## [What is required]
Report every line below that contains the word "each".

## [Records shown]
# # #
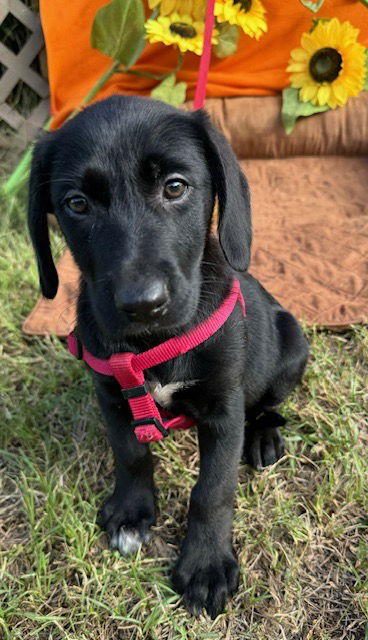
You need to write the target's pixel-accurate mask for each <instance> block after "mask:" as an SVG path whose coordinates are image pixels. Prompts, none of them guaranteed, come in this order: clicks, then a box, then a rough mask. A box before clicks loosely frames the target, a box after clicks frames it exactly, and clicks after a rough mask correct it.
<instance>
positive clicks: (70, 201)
mask: <svg viewBox="0 0 368 640" xmlns="http://www.w3.org/2000/svg"><path fill="white" fill-rule="evenodd" d="M66 204H67V205H68V207H69V209H71V210H72V211H74V213H86V211H87V210H88V203H87V200H86V198H83V196H72V197H71V198H68V199H67V200H66Z"/></svg>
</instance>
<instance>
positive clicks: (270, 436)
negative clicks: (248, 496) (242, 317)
mask: <svg viewBox="0 0 368 640" xmlns="http://www.w3.org/2000/svg"><path fill="white" fill-rule="evenodd" d="M276 327H277V330H278V336H279V367H278V370H277V373H276V375H275V376H274V379H273V381H272V383H271V385H270V388H269V389H268V391H267V392H266V393H265V395H264V397H263V398H262V399H261V401H260V402H258V403H257V405H256V406H255V407H252V408H251V410H250V411H249V410H248V411H247V422H246V426H245V434H244V449H243V459H244V461H245V462H247V463H248V464H249V465H251V466H252V467H254V468H255V469H262V468H263V467H267V466H268V465H271V464H274V463H275V462H276V461H277V460H279V458H281V457H282V456H283V454H284V439H283V437H282V435H281V433H280V431H279V429H278V427H283V426H284V425H285V424H286V419H285V418H284V417H283V416H282V415H280V413H278V412H277V407H278V405H279V404H281V402H283V401H284V400H285V399H286V398H287V397H288V395H289V394H290V392H291V391H292V390H293V389H294V387H295V386H296V385H297V384H298V383H299V382H300V380H301V378H302V375H303V372H304V369H305V366H306V363H307V360H308V355H309V349H308V343H307V341H306V339H305V337H304V335H303V332H302V330H301V328H300V326H299V324H298V323H297V321H296V320H295V318H294V317H293V316H292V315H291V313H289V312H288V311H284V310H278V311H277V315H276Z"/></svg>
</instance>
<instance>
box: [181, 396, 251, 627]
mask: <svg viewBox="0 0 368 640" xmlns="http://www.w3.org/2000/svg"><path fill="white" fill-rule="evenodd" d="M243 432H244V399H243V393H242V392H239V393H238V394H236V396H235V397H234V398H233V400H232V403H231V407H230V408H229V411H228V412H227V414H226V415H225V416H222V419H221V422H216V421H214V420H213V419H211V422H210V423H209V422H208V424H199V425H198V438H199V446H200V473H199V478H198V482H197V484H196V485H195V487H194V488H193V491H192V494H191V499H190V507H189V514H188V532H187V535H186V538H185V540H184V543H183V546H182V549H181V553H180V556H179V560H178V562H177V564H176V567H175V569H174V574H173V583H174V587H175V588H176V590H177V591H178V592H179V593H181V594H183V596H184V601H185V603H186V605H187V607H188V609H189V611H191V612H192V613H193V614H194V615H199V613H200V611H201V609H203V608H204V609H206V610H207V612H208V614H209V615H210V616H211V618H215V617H216V616H217V615H218V614H219V613H221V612H222V611H223V609H224V606H225V601H226V598H227V596H228V595H230V594H231V593H233V592H234V591H235V590H236V588H237V586H238V580H239V568H238V563H237V560H236V558H235V556H234V553H233V549H232V541H231V540H232V519H233V501H234V492H235V488H236V484H237V477H238V465H239V461H240V456H241V450H242V442H243Z"/></svg>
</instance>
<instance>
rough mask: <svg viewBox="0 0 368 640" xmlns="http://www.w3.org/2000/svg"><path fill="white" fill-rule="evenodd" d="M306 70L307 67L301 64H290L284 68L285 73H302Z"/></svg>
mask: <svg viewBox="0 0 368 640" xmlns="http://www.w3.org/2000/svg"><path fill="white" fill-rule="evenodd" d="M306 69H307V66H306V65H305V63H303V62H292V63H291V64H289V66H288V67H286V71H304V70H306Z"/></svg>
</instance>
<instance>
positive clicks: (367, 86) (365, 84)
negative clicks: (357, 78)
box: [363, 49, 368, 90]
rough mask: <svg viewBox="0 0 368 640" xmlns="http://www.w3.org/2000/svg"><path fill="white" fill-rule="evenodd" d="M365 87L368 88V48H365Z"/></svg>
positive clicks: (363, 88) (364, 88) (364, 83)
mask: <svg viewBox="0 0 368 640" xmlns="http://www.w3.org/2000/svg"><path fill="white" fill-rule="evenodd" d="M363 89H367V90H368V49H366V50H365V79H364V85H363Z"/></svg>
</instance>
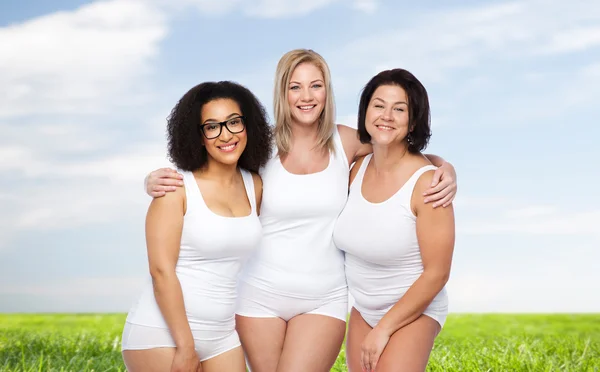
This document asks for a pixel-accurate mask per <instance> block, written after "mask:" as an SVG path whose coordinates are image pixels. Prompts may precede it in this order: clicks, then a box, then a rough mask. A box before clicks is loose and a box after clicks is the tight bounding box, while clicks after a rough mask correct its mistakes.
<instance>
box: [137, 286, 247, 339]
mask: <svg viewBox="0 0 600 372" xmlns="http://www.w3.org/2000/svg"><path fill="white" fill-rule="evenodd" d="M181 291H182V294H183V303H184V307H185V313H186V317H187V319H188V322H189V324H190V326H192V328H195V329H212V328H220V327H223V325H231V324H232V322H234V319H235V302H236V297H237V291H236V288H235V286H234V287H233V289H232V290H227V291H223V290H215V289H214V288H212V286H210V285H204V286H198V285H193V286H188V285H186V284H183V283H182V284H181ZM127 321H129V322H130V323H134V324H140V325H146V326H154V327H163V328H166V327H167V324H166V321H165V320H164V317H163V314H162V311H161V310H160V307H159V305H158V302H157V301H156V296H155V293H154V287H153V285H152V282H151V281H150V282H149V283H148V284H147V285H146V286H145V287H144V288H143V290H142V293H141V294H140V296H139V297H138V300H137V301H136V302H135V303H134V305H133V306H132V307H131V309H130V311H129V314H128V316H127Z"/></svg>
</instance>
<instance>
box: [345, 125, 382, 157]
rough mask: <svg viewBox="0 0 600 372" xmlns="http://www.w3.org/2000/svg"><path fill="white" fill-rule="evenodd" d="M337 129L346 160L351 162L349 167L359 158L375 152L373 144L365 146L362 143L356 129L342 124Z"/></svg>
mask: <svg viewBox="0 0 600 372" xmlns="http://www.w3.org/2000/svg"><path fill="white" fill-rule="evenodd" d="M337 127H338V133H339V134H340V138H341V139H342V146H344V152H345V153H346V158H347V159H348V162H349V164H348V165H350V164H352V163H354V162H355V161H356V160H357V158H358V157H360V156H365V155H367V154H370V153H371V152H373V147H372V146H371V144H364V143H362V142H360V140H359V138H358V132H357V131H356V129H353V128H350V127H347V126H345V125H342V124H338V125H337Z"/></svg>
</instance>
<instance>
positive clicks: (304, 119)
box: [292, 115, 320, 127]
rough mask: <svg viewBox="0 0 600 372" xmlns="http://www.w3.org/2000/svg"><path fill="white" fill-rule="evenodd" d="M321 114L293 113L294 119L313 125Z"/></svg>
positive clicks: (292, 117)
mask: <svg viewBox="0 0 600 372" xmlns="http://www.w3.org/2000/svg"><path fill="white" fill-rule="evenodd" d="M319 116H320V115H293V116H292V118H293V119H294V121H295V122H296V123H298V124H300V125H302V126H307V127H309V126H311V125H315V124H316V123H318V122H319Z"/></svg>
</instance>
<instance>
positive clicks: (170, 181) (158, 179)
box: [153, 177, 183, 190]
mask: <svg viewBox="0 0 600 372" xmlns="http://www.w3.org/2000/svg"><path fill="white" fill-rule="evenodd" d="M153 180H154V183H156V185H160V186H173V190H175V189H176V187H175V186H183V181H181V180H178V179H174V178H164V177H163V178H155V179H153Z"/></svg>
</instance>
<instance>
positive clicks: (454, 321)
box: [0, 314, 600, 372]
mask: <svg viewBox="0 0 600 372" xmlns="http://www.w3.org/2000/svg"><path fill="white" fill-rule="evenodd" d="M124 320H125V315H124V314H114V315H113V314H109V315H105V314H103V315H77V314H65V315H16V314H15V315H12V314H10V315H1V314H0V372H5V371H22V372H30V371H90V372H91V371H124V370H125V368H124V366H123V362H122V360H121V353H120V337H121V330H122V326H123V322H124ZM332 371H336V372H342V371H346V367H345V362H344V350H342V352H341V353H340V357H339V358H338V360H337V362H336V365H335V366H334V368H333V369H332ZM428 371H531V372H538V371H561V372H563V371H573V372H575V371H576V372H581V371H599V372H600V314H599V315H462V314H461V315H458V314H451V315H450V316H449V317H448V320H447V322H446V326H445V327H444V329H443V331H442V333H441V334H440V336H439V337H438V339H437V340H436V344H435V347H434V349H433V352H432V355H431V359H430V362H429V367H428Z"/></svg>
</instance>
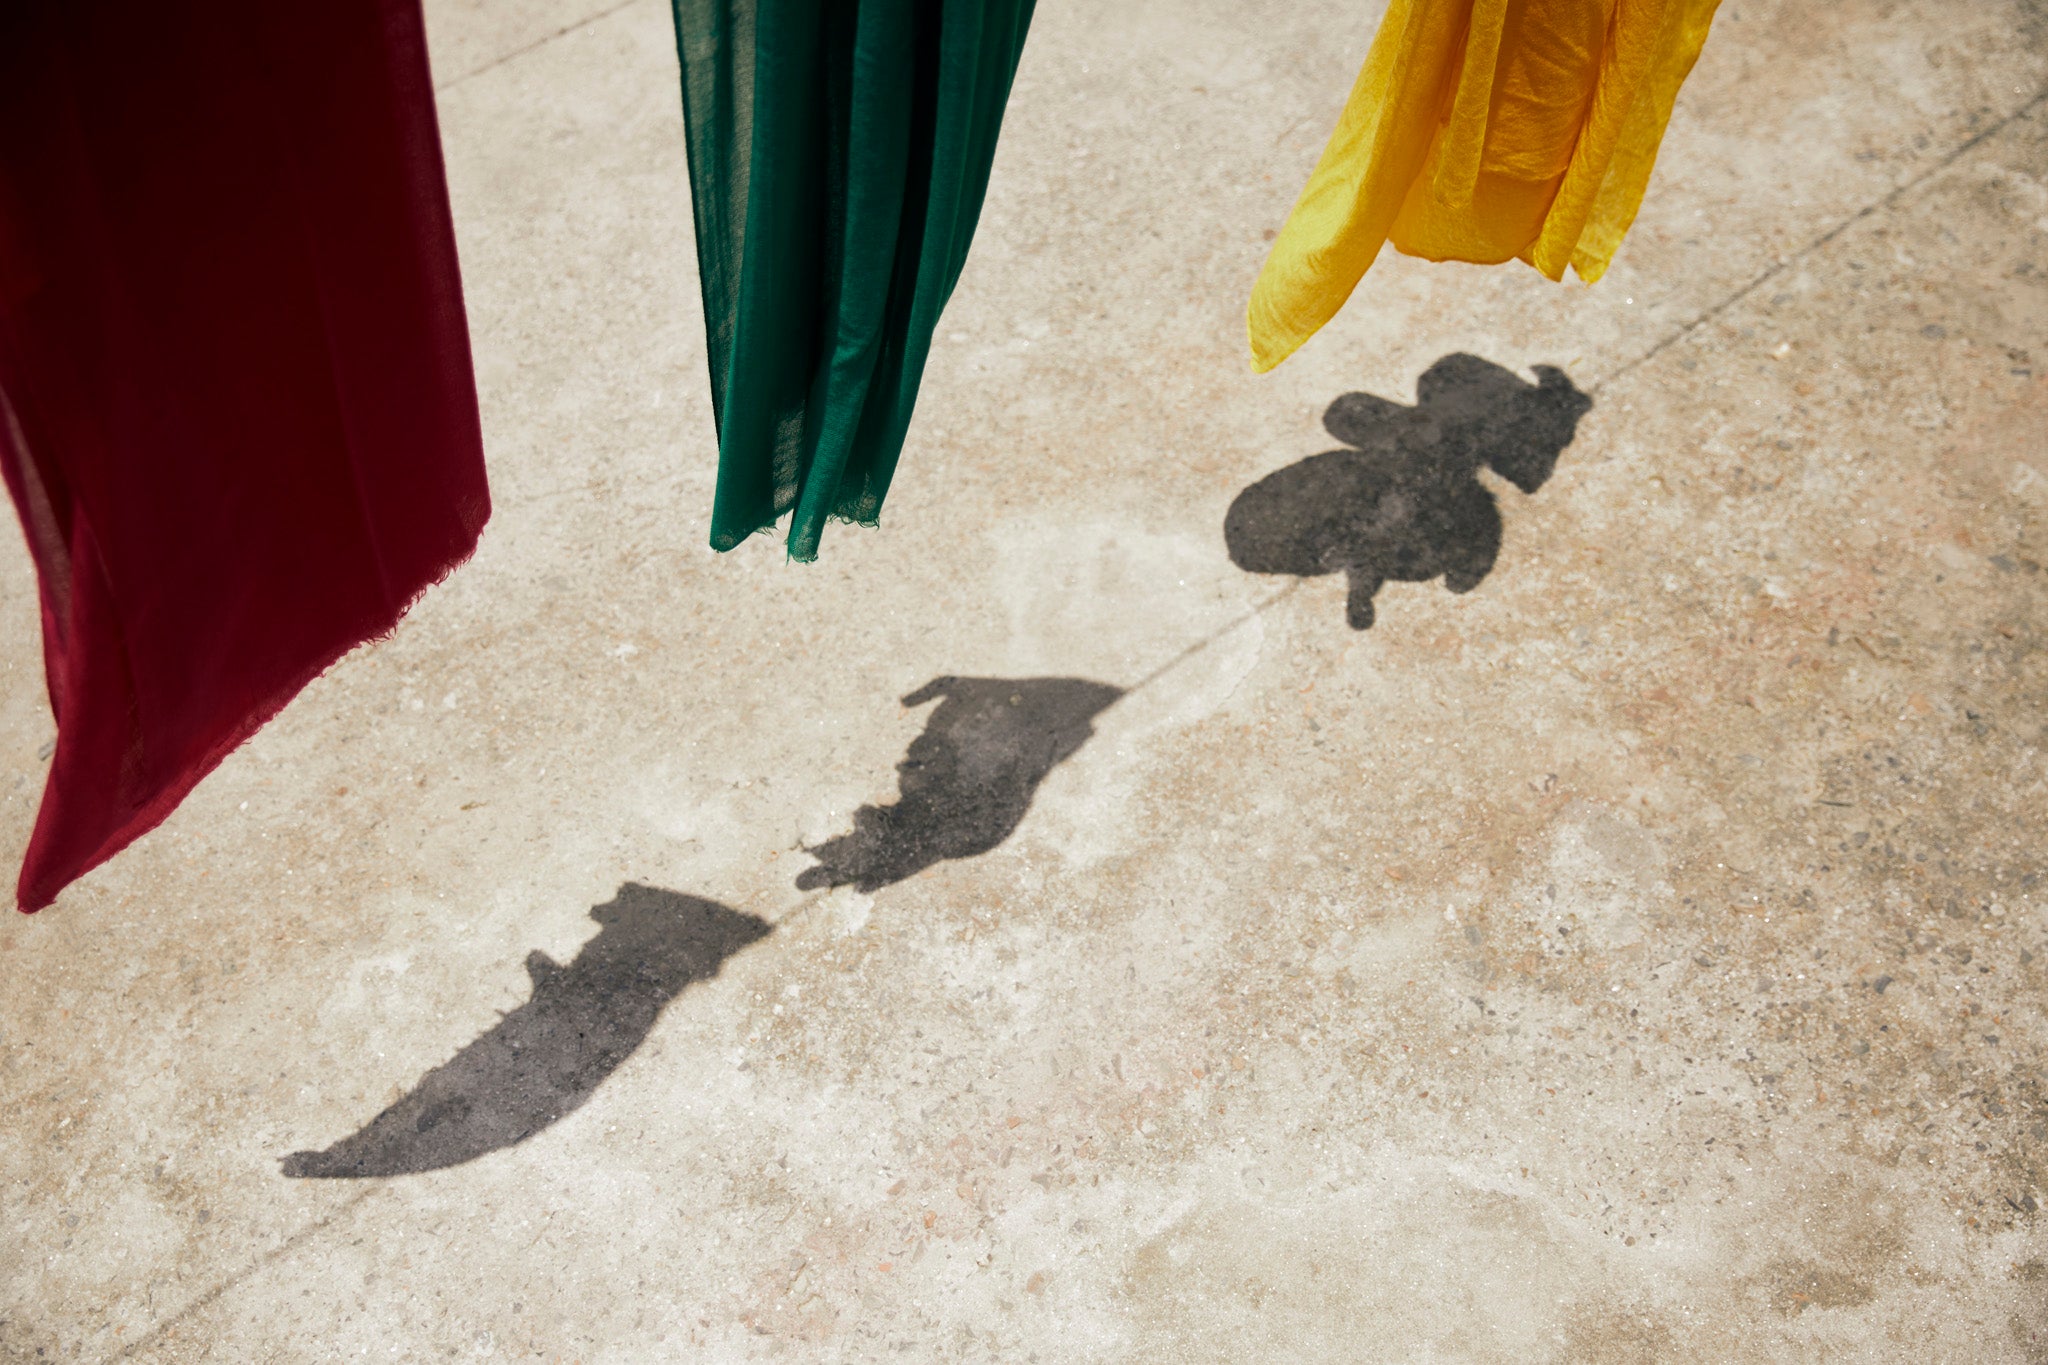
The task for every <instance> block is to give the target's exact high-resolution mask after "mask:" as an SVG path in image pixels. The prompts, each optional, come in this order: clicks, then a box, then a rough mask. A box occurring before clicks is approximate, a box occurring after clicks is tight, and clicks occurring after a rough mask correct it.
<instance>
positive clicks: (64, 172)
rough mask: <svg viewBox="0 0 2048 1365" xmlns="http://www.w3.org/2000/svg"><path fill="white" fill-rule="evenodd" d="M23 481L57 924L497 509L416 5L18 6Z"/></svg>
mask: <svg viewBox="0 0 2048 1365" xmlns="http://www.w3.org/2000/svg"><path fill="white" fill-rule="evenodd" d="M0 471H4V475H6V485H8V491H10V493H12V495H14V505H16V510H18V512H20V520H23V526H25V530H27V534H29V548H31V553H33V557H35V565H37V573H39V577H41V602H43V659H45V671H47V677H49V700H51V710H53V712H55V716H57V747H55V755H53V759H51V772H49V784H47V790H45V794H43V806H41V812H39V817H37V823H35V835H33V837H31V841H29V853H27V862H25V866H23V872H20V888H18V894H20V909H25V911H35V909H39V907H43V905H49V900H51V898H55V894H57V892H59V890H61V888H63V886H66V884H68V882H72V880H74V878H78V876H80V874H84V872H86V870H90V868H94V866H96V864H100V862H104V860H106V857H113V855H115V853H117V851H121V847H125V845H127V843H129V841H133V839H135V837H137V835H141V833H145V831H150V829H152V827H154V825H156V823H160V821H162V819H164V817H166V814H170V810H172V808H174V806H176V804H178V800H182V798H184V794H186V792H188V790H190V788H193V784H197V782H199V780H201V778H203V776H207V772H211V769H213V767H215V765H217V763H219V761H221V759H223V757H225V755H227V753H229V751H231V749H233V747H236V745H240V743H242V741H244V739H248V737H250V735H252V733H254V731H256V726H260V724H262V722H264V720H268V718H270V716H272V714H276V710H279V708H281V706H285V702H289V700H291V698H293V694H297V692H299V688H303V686H305V684H307V681H309V679H311V677H315V675H317V673H319V671H322V669H326V667H328V665H330V663H334V661H336V659H338V657H340V655H344V653H346V651H348V649H352V647H354V645H358V643H362V641H367V639H371V636H375V634H381V632H385V630H391V626H393V624H395V622H397V618H399V616H401V614H403V612H406V608H408V606H410V604H412V600H414V598H416V596H418V593H420V591H422V589H426V587H428V585H430V583H434V581H436V579H438V577H442V575H444V573H449V571H451V569H453V567H455V565H457V563H461V561H463V559H465V557H467V555H469V551H471V548H473V546H475V542H477V532H479V530H481V528H483V520H485V518H487V516H489V495H487V491H485V483H483V452H481V440H479V434H477V403H475V383H473V379H471V366H469V334H467V327H465V321H463V299H461V282H459V278H457V266H455V237H453V231H451V223H449V203H446V188H444V184H442V172H440V145H438V137H436V129H434V94H432V84H430V78H428V68H426V43H424V33H422V23H420V8H418V0H20V2H14V4H0ZM0 647H4V649H27V641H6V643H0Z"/></svg>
# # #
## [Exercise response]
You need to write the target's pixel-accurate mask for each <instance> block after "mask:" as an SVG path whose coordinates are image pixels. Prompts, none of them guaranteed, come in this order: clicks, then a box, then a rough mask. A box before clicks loosely frames the target, a box after clicks frames it exactly, and clicks after a rough mask correct it.
The task for every <instance> block is to give the target's exact high-resolution mask after "mask:" as an SVG path in image pixels. The prompts, each optional, come in this order: clicks, then a box, then a rough mask. A box occurring before clicks is approximate, a box occurring after clicks is tight, and clicks occurring after a rough mask correct it.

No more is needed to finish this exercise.